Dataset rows
=====
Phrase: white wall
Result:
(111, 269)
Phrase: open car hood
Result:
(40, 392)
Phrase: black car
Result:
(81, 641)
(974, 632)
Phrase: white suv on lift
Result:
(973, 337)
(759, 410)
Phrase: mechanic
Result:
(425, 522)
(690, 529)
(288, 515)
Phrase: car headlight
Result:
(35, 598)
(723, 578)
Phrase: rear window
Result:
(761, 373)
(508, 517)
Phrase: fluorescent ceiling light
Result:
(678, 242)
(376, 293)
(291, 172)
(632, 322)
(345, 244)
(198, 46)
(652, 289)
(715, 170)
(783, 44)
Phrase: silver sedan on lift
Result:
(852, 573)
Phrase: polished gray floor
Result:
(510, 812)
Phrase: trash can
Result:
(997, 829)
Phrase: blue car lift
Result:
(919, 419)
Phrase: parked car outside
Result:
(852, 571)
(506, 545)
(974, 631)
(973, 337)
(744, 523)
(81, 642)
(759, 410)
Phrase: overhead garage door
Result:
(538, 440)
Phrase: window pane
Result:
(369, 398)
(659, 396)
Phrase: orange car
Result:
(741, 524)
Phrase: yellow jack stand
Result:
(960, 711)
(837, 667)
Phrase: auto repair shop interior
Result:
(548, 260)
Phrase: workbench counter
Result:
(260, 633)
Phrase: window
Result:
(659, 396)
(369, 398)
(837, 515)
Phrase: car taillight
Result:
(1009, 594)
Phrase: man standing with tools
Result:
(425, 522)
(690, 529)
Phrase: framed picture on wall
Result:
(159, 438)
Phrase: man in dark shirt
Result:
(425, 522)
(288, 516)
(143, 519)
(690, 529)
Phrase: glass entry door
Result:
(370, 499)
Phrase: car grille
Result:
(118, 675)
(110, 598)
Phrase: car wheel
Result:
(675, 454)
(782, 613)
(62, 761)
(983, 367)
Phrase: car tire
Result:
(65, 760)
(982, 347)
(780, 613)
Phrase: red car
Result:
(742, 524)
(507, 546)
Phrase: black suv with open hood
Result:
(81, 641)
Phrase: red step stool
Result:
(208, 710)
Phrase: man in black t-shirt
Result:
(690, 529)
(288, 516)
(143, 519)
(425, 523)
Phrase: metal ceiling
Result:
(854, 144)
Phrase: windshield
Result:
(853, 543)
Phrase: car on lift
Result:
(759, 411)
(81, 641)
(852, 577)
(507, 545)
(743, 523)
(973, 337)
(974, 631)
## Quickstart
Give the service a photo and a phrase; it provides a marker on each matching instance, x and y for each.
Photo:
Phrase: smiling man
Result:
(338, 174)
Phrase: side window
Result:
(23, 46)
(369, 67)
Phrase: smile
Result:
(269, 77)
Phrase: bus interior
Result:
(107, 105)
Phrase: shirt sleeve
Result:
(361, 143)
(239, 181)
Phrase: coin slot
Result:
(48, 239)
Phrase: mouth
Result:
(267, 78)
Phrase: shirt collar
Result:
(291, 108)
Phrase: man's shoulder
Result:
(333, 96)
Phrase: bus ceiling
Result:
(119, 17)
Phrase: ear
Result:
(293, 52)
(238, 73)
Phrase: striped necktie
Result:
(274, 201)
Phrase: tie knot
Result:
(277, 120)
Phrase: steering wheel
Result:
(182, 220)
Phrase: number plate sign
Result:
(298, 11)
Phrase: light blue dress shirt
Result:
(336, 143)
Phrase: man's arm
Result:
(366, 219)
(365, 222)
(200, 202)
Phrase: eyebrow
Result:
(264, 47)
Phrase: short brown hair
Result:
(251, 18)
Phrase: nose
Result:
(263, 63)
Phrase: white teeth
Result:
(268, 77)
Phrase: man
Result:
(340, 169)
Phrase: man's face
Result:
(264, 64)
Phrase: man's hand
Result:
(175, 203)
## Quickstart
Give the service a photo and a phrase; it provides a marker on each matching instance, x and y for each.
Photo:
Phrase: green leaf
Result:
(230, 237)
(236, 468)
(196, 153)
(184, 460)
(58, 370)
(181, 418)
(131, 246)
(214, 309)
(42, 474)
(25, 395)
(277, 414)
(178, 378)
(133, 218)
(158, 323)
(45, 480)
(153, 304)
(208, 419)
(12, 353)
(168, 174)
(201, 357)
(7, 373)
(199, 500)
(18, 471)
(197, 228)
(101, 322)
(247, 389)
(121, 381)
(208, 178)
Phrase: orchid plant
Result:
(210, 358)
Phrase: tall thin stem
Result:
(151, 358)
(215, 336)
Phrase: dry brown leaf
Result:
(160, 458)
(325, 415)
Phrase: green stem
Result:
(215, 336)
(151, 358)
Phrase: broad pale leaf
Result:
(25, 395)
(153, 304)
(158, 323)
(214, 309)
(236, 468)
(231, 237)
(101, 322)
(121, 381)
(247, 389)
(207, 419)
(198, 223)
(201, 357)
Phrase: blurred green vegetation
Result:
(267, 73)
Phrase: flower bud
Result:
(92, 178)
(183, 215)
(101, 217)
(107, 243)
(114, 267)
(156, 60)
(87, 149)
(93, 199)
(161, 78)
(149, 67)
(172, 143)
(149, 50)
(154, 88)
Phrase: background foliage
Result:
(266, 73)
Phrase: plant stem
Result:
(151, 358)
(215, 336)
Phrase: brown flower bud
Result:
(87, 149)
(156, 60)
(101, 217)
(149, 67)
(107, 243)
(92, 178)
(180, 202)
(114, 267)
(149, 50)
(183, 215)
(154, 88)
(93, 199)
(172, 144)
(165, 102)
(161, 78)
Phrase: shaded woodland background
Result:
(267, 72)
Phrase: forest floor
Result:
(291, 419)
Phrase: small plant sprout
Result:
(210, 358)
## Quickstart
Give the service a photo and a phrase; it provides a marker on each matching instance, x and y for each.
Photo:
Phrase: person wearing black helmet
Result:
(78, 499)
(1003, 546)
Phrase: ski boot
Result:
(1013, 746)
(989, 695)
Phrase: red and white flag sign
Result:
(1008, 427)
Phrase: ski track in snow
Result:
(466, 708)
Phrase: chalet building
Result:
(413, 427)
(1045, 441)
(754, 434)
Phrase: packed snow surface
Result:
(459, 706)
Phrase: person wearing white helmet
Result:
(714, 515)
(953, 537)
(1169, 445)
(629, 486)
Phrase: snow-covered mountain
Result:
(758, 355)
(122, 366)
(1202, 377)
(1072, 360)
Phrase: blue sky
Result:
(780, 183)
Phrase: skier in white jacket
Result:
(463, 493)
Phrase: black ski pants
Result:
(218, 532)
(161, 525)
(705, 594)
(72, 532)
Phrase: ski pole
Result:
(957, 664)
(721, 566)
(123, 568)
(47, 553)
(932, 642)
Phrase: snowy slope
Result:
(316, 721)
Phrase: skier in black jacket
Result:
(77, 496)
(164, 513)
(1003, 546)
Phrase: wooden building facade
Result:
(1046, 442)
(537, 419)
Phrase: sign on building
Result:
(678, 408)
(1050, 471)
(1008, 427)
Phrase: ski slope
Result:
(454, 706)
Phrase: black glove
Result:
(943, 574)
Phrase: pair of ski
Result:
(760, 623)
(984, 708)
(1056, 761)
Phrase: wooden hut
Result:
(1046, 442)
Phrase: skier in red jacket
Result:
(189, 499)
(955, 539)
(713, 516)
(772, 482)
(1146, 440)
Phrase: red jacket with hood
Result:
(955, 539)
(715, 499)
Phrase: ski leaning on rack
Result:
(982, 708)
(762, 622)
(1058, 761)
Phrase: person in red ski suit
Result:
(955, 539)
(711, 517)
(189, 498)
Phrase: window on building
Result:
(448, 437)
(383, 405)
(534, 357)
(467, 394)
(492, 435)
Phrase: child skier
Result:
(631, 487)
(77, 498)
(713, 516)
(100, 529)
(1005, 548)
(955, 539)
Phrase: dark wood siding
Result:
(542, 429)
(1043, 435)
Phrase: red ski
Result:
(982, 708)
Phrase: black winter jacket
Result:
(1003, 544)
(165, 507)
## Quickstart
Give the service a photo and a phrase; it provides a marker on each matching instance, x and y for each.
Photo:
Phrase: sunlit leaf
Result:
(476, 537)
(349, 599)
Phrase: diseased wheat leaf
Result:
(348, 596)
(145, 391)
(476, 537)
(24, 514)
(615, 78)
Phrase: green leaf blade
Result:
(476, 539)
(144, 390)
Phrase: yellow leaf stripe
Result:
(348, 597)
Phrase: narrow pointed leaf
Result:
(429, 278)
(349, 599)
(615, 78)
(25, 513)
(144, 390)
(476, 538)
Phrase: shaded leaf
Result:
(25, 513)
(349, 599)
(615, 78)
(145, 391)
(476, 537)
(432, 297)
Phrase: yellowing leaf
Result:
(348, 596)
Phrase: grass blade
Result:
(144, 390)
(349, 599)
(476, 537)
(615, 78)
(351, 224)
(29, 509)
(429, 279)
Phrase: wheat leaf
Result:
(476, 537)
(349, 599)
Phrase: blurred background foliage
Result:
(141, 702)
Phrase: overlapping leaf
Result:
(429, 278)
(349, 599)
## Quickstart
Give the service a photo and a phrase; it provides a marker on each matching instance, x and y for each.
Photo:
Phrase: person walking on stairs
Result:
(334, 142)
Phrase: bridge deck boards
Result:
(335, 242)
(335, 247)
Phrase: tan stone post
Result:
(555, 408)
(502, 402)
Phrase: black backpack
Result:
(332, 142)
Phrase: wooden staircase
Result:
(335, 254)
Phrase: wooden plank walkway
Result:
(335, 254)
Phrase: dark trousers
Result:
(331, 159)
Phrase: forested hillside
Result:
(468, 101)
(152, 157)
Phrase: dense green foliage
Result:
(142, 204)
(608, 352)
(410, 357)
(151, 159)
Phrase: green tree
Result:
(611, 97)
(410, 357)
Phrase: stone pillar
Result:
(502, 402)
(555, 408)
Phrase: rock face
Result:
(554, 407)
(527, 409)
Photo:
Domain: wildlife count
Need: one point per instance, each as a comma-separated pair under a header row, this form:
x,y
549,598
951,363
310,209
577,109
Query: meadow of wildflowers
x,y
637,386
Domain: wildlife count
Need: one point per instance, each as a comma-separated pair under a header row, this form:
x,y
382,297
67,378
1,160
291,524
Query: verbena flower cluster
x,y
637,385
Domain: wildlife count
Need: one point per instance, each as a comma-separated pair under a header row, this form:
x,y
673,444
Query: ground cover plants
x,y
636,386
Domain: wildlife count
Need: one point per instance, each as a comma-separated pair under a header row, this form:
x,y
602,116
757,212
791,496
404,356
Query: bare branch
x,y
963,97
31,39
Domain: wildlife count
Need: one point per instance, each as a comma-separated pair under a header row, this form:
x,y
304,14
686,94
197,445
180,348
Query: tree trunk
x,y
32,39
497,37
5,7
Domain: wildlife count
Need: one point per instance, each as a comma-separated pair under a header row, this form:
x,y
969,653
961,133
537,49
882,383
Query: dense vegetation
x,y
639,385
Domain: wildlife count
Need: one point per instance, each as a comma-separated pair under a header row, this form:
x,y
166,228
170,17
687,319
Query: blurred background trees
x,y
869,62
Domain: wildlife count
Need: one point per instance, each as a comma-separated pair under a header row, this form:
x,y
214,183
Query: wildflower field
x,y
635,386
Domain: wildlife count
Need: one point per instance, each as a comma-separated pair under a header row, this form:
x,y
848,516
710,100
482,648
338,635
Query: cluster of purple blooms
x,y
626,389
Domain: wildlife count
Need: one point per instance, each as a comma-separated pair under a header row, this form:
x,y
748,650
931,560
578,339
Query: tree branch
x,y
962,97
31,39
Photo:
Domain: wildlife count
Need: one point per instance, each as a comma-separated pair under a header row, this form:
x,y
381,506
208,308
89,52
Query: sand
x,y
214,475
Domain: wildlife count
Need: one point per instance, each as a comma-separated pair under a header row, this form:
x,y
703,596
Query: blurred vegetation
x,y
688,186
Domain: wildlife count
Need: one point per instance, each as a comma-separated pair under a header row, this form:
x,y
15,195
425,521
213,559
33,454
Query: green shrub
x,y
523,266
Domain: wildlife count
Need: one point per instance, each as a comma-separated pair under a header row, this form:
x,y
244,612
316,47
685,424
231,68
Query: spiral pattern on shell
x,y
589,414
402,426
=====
• **What needs to be done**
Find each line in the entries above that contains the word "door" and copy it out. Case counts.

• **Completed task**
Phrase: overhead garage door
Phrase: glass entry door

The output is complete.